Objective: Locate the line that contains "Exercise. Point out the framed" in the entries below. Retype it and all following lines through the final one, character for character.

[Data entries]
•••

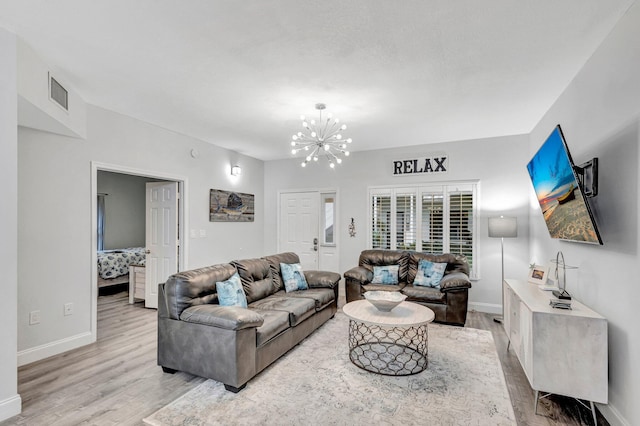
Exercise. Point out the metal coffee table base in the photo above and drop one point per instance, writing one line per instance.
(392, 350)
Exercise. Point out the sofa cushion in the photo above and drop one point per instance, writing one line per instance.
(455, 263)
(429, 273)
(194, 287)
(387, 274)
(293, 277)
(299, 309)
(274, 263)
(256, 278)
(230, 292)
(424, 294)
(322, 279)
(275, 322)
(228, 317)
(382, 287)
(321, 296)
(376, 257)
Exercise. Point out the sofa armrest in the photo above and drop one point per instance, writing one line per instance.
(227, 317)
(324, 279)
(360, 274)
(455, 281)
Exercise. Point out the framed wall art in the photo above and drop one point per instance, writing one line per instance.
(538, 274)
(229, 206)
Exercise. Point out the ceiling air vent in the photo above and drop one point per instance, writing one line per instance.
(58, 94)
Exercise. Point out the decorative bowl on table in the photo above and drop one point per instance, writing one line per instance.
(384, 301)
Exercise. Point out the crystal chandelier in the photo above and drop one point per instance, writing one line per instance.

•••

Finished answer:
Exercise. Point out the framed wall art in the photo above and drop one point per instance, writing one line per instance.
(538, 274)
(229, 206)
Exercise. Point out the ceiling air vent in the photo above and drop one point per instance, writing one line per instance.
(58, 94)
Exercise. Point out the decorative bowl on table in the photo above and drop one point per instance, writing one line per instance.
(384, 301)
Exercise. Point out the crystal chandelier in the photo above and drop one point per instance, writing one line per instance.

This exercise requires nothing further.